[Supplied data]

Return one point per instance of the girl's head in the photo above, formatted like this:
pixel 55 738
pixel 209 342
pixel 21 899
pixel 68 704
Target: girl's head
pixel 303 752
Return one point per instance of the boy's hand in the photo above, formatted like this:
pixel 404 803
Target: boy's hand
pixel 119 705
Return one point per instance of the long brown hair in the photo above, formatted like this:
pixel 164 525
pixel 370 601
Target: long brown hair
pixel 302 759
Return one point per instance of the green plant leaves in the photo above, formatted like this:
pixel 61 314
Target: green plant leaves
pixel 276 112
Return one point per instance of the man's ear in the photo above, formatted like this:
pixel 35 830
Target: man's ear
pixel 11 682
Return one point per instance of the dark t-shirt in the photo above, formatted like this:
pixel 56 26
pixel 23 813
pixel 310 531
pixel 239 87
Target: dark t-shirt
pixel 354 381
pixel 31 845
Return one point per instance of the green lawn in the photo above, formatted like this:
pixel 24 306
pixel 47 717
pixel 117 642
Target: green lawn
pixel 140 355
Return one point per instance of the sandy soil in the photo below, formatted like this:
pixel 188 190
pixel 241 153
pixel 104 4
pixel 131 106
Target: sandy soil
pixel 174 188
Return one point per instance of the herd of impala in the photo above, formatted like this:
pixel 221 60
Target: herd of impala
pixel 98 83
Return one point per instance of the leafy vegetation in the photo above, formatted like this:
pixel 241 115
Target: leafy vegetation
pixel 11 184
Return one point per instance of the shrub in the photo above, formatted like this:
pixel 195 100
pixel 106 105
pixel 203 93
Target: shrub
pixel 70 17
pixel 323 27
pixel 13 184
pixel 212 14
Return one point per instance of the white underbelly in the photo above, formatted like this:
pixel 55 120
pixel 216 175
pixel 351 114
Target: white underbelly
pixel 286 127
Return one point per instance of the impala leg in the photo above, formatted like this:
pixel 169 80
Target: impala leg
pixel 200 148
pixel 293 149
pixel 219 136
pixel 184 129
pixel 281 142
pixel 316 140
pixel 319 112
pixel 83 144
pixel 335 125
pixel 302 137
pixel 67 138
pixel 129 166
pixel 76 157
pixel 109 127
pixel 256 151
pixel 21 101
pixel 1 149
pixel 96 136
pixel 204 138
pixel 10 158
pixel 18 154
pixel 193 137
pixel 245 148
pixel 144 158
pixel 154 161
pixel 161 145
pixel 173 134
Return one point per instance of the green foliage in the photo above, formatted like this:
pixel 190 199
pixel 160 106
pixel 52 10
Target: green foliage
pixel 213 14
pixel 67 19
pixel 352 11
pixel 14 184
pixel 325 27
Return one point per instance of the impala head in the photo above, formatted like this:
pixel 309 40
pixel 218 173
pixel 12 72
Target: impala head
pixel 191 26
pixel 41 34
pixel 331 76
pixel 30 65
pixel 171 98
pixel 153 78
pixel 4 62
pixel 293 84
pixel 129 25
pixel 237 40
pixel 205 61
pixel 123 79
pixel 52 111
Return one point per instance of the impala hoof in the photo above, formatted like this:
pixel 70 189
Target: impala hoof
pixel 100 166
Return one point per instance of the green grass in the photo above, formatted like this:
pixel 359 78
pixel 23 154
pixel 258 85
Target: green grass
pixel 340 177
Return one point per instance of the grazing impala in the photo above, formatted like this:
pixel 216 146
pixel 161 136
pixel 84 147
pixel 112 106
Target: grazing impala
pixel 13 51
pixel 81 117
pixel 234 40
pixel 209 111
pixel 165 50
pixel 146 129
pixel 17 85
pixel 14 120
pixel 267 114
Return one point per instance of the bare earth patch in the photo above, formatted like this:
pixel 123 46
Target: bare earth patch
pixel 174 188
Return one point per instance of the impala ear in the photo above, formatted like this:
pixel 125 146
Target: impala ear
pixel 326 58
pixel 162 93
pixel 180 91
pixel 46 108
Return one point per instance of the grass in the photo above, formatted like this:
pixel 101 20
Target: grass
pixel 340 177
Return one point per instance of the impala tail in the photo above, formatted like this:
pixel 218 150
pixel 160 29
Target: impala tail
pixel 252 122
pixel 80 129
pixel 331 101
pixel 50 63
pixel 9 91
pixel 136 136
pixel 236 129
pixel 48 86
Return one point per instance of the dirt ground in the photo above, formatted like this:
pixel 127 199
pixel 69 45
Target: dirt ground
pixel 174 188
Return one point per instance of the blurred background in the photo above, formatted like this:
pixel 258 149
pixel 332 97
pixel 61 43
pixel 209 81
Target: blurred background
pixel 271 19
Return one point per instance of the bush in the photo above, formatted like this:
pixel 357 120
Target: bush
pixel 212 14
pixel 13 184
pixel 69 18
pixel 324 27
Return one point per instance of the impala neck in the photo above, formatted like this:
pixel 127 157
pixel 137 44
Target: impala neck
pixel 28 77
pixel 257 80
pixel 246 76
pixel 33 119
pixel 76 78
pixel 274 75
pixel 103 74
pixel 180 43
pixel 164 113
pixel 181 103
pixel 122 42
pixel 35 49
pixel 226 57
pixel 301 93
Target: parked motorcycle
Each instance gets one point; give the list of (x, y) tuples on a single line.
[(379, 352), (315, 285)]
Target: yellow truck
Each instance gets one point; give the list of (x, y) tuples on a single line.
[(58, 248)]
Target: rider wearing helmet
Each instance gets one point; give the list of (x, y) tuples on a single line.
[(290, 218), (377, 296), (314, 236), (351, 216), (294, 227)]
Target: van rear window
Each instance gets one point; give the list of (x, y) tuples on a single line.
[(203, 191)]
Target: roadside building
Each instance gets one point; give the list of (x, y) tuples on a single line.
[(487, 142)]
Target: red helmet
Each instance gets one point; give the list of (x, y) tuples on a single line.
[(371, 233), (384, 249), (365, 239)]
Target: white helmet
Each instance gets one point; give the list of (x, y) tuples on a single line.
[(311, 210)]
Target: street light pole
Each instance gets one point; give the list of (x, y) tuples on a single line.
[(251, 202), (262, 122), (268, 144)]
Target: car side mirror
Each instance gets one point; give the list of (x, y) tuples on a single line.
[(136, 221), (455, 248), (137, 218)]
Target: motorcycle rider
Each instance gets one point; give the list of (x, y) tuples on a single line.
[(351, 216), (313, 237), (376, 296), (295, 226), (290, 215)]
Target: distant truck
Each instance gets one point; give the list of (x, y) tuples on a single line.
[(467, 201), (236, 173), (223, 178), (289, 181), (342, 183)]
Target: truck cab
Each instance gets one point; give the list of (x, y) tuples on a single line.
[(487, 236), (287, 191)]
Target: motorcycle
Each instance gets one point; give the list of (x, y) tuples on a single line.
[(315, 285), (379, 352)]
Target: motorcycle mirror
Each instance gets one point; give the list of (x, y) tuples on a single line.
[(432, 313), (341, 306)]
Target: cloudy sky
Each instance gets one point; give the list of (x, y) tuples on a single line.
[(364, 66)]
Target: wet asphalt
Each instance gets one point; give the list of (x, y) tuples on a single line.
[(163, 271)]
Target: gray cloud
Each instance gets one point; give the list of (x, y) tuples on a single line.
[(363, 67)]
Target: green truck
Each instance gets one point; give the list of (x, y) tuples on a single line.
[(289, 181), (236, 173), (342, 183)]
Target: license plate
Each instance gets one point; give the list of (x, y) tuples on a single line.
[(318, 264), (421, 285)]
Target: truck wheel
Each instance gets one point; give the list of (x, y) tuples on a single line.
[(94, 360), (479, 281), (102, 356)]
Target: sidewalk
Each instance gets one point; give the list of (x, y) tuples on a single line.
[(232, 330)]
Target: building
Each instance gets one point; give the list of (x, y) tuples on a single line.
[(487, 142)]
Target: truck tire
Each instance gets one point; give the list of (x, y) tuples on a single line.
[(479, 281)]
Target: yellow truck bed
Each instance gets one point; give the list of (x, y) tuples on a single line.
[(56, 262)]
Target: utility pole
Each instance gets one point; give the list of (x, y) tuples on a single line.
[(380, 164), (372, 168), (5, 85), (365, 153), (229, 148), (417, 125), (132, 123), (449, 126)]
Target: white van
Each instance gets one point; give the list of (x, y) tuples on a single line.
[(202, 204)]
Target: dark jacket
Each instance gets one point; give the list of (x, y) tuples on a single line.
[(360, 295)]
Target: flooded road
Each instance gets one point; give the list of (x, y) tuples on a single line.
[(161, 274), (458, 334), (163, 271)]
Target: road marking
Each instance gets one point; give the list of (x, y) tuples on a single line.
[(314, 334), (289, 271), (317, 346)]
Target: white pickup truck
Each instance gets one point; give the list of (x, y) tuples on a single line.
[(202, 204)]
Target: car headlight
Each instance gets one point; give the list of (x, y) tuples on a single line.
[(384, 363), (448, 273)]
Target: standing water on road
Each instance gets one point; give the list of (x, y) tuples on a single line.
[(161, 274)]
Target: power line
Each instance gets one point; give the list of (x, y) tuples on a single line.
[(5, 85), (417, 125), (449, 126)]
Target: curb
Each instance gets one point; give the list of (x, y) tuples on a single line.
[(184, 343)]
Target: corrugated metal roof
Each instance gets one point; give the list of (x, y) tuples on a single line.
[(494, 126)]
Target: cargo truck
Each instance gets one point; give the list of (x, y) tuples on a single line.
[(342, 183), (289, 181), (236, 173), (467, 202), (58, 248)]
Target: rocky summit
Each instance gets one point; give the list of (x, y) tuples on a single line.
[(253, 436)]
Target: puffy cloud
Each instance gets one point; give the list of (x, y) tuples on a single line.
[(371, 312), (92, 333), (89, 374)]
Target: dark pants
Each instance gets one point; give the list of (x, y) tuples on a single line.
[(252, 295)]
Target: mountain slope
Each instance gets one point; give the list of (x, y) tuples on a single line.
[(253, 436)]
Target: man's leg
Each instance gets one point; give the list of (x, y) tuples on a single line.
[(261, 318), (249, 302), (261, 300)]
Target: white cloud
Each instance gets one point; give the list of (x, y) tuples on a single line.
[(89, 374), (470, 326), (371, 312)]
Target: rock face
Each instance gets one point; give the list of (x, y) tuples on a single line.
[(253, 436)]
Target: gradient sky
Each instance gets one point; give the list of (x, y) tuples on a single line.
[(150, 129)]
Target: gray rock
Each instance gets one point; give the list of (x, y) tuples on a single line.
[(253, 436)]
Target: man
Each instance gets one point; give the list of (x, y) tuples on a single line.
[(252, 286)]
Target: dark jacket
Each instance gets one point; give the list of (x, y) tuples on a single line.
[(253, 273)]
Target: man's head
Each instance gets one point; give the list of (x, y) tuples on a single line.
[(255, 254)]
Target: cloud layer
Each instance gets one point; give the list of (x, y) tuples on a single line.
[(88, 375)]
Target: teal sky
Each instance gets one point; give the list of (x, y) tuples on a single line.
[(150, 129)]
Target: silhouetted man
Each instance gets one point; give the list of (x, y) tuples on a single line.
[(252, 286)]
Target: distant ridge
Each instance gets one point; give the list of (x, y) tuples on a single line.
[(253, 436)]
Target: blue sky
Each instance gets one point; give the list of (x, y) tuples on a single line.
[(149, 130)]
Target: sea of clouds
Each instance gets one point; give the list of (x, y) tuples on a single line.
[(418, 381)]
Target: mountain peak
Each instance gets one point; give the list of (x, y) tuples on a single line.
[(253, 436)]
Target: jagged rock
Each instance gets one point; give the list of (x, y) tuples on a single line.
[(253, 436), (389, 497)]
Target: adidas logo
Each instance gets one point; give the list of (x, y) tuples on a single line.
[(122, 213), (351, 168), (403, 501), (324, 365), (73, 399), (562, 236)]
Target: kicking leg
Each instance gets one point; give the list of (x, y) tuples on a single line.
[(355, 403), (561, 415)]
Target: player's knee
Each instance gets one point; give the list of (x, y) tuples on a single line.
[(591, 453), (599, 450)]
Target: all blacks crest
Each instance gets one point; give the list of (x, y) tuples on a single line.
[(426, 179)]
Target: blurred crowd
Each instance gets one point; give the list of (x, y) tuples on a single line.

[/Supplied data]

- _Problem description_: Transcribe, exactly and without additions, the lines of the records above, beginning with the line that contains "pixel 161 136" and ending with the line that contains "pixel 137 44", both included.

- _Task solution_:
pixel 161 136
pixel 84 147
pixel 112 106
Target: grazing impala
pixel 13 51
pixel 81 117
pixel 234 40
pixel 209 111
pixel 165 50
pixel 146 129
pixel 17 85
pixel 14 120
pixel 267 114
Return one point per instance of the bare earth patch in the photo above, formatted like this:
pixel 123 46
Target: bare earth patch
pixel 174 188
Return one point per instance of the impala ear in the photo above, formatted like this:
pixel 125 146
Target: impala ear
pixel 326 58
pixel 162 93
pixel 180 91
pixel 46 108
Return one point per instance of the grass in the photo above, formatted like this:
pixel 101 20
Target: grass
pixel 340 177
Return one point per instance of the impala tail in the photo above, formatted like this:
pixel 218 150
pixel 160 29
Target: impala tail
pixel 252 122
pixel 80 129
pixel 331 101
pixel 50 63
pixel 9 91
pixel 136 136
pixel 236 129
pixel 48 86
Return one point per instance of the dirt ground in the photo above, formatted like this:
pixel 127 199
pixel 69 45
Target: dirt ground
pixel 174 188
Return one point per instance of the blurred background in the photo above, formatted like this:
pixel 258 149
pixel 332 97
pixel 61 43
pixel 209 81
Target: blurred background
pixel 271 19
Return one point per instance of the bush in the photo above, formatted like this:
pixel 357 120
Target: bush
pixel 212 14
pixel 13 184
pixel 69 18
pixel 324 27
Return one point per instance of the impala neck in the photo above, formatted like this:
pixel 127 157
pixel 137 44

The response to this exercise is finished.